[Natural-language object grounding data]
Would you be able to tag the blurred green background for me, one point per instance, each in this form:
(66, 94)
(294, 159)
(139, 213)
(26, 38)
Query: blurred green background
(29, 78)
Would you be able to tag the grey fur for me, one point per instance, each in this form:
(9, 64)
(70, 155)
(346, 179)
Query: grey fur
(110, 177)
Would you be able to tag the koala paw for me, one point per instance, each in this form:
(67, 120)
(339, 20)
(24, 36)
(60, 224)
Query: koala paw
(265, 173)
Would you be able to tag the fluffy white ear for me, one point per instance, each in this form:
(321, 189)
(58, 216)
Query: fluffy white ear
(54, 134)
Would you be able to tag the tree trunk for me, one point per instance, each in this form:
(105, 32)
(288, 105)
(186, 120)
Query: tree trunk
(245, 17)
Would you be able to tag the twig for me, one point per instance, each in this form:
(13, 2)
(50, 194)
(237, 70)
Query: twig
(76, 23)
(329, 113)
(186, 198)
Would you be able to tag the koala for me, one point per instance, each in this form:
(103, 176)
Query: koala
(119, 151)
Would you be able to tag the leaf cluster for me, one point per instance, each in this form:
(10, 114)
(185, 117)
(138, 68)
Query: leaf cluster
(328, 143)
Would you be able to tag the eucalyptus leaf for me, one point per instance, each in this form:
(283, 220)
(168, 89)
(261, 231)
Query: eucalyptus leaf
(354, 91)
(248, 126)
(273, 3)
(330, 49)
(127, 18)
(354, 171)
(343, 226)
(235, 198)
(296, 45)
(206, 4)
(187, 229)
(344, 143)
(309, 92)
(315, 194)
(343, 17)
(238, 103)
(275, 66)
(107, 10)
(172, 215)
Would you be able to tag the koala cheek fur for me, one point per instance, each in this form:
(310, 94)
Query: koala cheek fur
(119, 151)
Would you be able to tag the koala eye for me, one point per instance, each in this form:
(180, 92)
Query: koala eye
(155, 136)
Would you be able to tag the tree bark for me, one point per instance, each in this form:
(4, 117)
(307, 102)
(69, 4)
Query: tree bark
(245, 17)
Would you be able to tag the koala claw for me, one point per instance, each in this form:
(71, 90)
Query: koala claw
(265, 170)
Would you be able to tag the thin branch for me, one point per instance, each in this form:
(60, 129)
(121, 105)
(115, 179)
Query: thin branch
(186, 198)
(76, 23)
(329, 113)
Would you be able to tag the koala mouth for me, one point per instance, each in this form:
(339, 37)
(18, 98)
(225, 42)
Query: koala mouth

Instructions for the task: Set down the records again, exactly.

Problem solution:
Would you be able to tag the blurred green background for me, one point per instance, each in this form:
(66, 94)
(294, 159)
(139, 213)
(26, 38)
Query: blurred green background
(29, 78)
Would you be able to tag the grey fur for me, one point per instance, each in this form:
(9, 64)
(70, 155)
(346, 179)
Query: grey fur
(110, 177)
Would you be able to tag the koala paw for me, one point per instance, each in this form:
(67, 120)
(339, 20)
(24, 36)
(60, 224)
Query: koala paw
(265, 173)
Would you be able to tag the fluffy white ear for me, one point per instance, each in this form:
(321, 189)
(58, 216)
Query: fluffy white ear
(54, 134)
Would you be able to tag the tree trunk for me, one point per instance, each in this form:
(105, 32)
(288, 105)
(186, 120)
Query: tree trunk
(245, 17)
Would you be able to tag the twig for me, one point per instance, each in this form:
(13, 2)
(50, 194)
(237, 70)
Query: twig
(76, 23)
(329, 113)
(186, 198)
Would you be able to tag the koala for me, one point per instance, each in this form:
(103, 176)
Query: koala
(119, 151)
Would you be able to tag the leaf cluster for me, one point per instance, each in this form:
(10, 114)
(185, 117)
(138, 68)
Query: leaf cluster
(328, 143)
Would you be able to tag the eucalyptus leaf for me, one point per instance, each in this form:
(283, 220)
(168, 89)
(261, 231)
Query: eucalyptus leaf
(354, 91)
(248, 126)
(273, 3)
(330, 49)
(127, 18)
(354, 171)
(343, 226)
(235, 198)
(296, 45)
(206, 4)
(187, 229)
(344, 143)
(309, 92)
(315, 194)
(343, 17)
(238, 103)
(275, 66)
(107, 10)
(172, 215)
Would you be able to tag the koala cheek fur for me, one point per instance, each in this form:
(310, 94)
Query: koala cheek fur
(119, 151)
Would you be able to tag the koala eye for me, one point per instance, each in this form:
(180, 92)
Query: koala eye
(155, 136)
Would you be able to tag the tree bark for me, one point per instance, each in this form:
(4, 117)
(307, 102)
(69, 4)
Query: tree bark
(245, 17)
Would you be able to tag the koala claw for me, one point per instance, each in this form:
(71, 90)
Query: koala claw
(265, 170)
Would you be able to tag the thin branch for me, one point per instance, each in this form:
(60, 129)
(121, 105)
(115, 179)
Query: thin branch
(186, 198)
(76, 23)
(329, 113)
Would you be able to tag the koala mouth for me, one point per instance, each in this form:
(339, 37)
(18, 98)
(225, 42)
Query: koala mouth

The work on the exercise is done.